Supplied records:
******************************
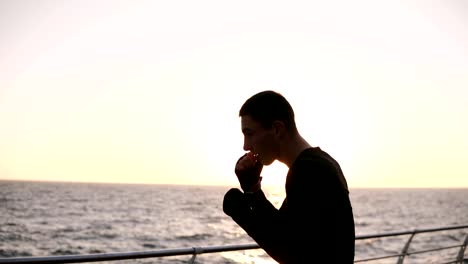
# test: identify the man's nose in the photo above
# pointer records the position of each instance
(246, 145)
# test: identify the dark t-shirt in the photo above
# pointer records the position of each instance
(314, 224)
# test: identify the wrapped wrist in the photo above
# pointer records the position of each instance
(253, 188)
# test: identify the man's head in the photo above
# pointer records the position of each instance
(267, 119)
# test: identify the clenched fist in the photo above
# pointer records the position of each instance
(248, 170)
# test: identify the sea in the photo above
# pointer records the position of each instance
(62, 218)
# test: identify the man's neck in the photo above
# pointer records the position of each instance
(292, 148)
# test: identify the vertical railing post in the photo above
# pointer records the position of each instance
(405, 249)
(461, 253)
(196, 250)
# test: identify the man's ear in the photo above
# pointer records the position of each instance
(279, 128)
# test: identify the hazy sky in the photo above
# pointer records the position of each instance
(149, 91)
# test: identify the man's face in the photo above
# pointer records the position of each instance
(259, 140)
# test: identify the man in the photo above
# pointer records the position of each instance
(315, 223)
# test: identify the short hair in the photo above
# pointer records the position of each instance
(269, 106)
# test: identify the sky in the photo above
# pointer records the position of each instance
(149, 91)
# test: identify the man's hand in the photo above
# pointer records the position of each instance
(248, 170)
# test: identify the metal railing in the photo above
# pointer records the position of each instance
(194, 251)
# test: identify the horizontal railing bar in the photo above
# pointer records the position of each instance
(416, 231)
(376, 258)
(127, 255)
(185, 251)
(433, 249)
******************************
Directive:
Please update the records above by replacing "identify" with "locate" throughout, keeping everything else the same and leaving out the pictures.

Solution below:
# test: locate the man's nose in the photo above
# pointer records the position of each instance
(246, 145)
# test: locate the dark t-shirt in the photo above
# pointer records the position of each instance
(314, 224)
# test: locate the wrapped wrist in the photo above
# pointer records the position of each instance
(253, 188)
# test: locate the man's head in the photo above
# pointer records the position of each instance
(267, 119)
# test: locate the clenched fist in the photo above
# pointer records the position of each instance
(248, 170)
# test: locate the sea in the photo above
# pointer records the position of each instance
(62, 218)
# test: locate the man's neck in the photo above
# pointer records the position of each instance
(292, 148)
# test: locate the vertical railing post in the photo above
# pointer records the position of each instance
(405, 249)
(461, 253)
(196, 250)
# test: locate the man's ear in the photo above
# pointer records the position of each instance
(279, 128)
# test: locate the hazy sky in the photo above
# pointer records the position of each instance
(149, 91)
# test: locate the man's face in the photo above
# pointer records the position of each instance
(259, 140)
# test: locate the man in the photo above
# pointer records the position of each instance
(315, 223)
# test: locate the short hair in the photo above
# pointer records the position of each instance
(269, 106)
# test: locate the sky in the photo above
# pointer records the position of each instance
(149, 91)
# test: locate the man's hand in the photo above
# pointer records the position of each instance
(248, 170)
# test: locate the metal railing in the photo above
# pointer records the position of each instance
(194, 251)
# test: locate the horizontal railing bar in the photo above
# pointer records the position of each instance
(416, 231)
(376, 258)
(127, 255)
(185, 251)
(433, 249)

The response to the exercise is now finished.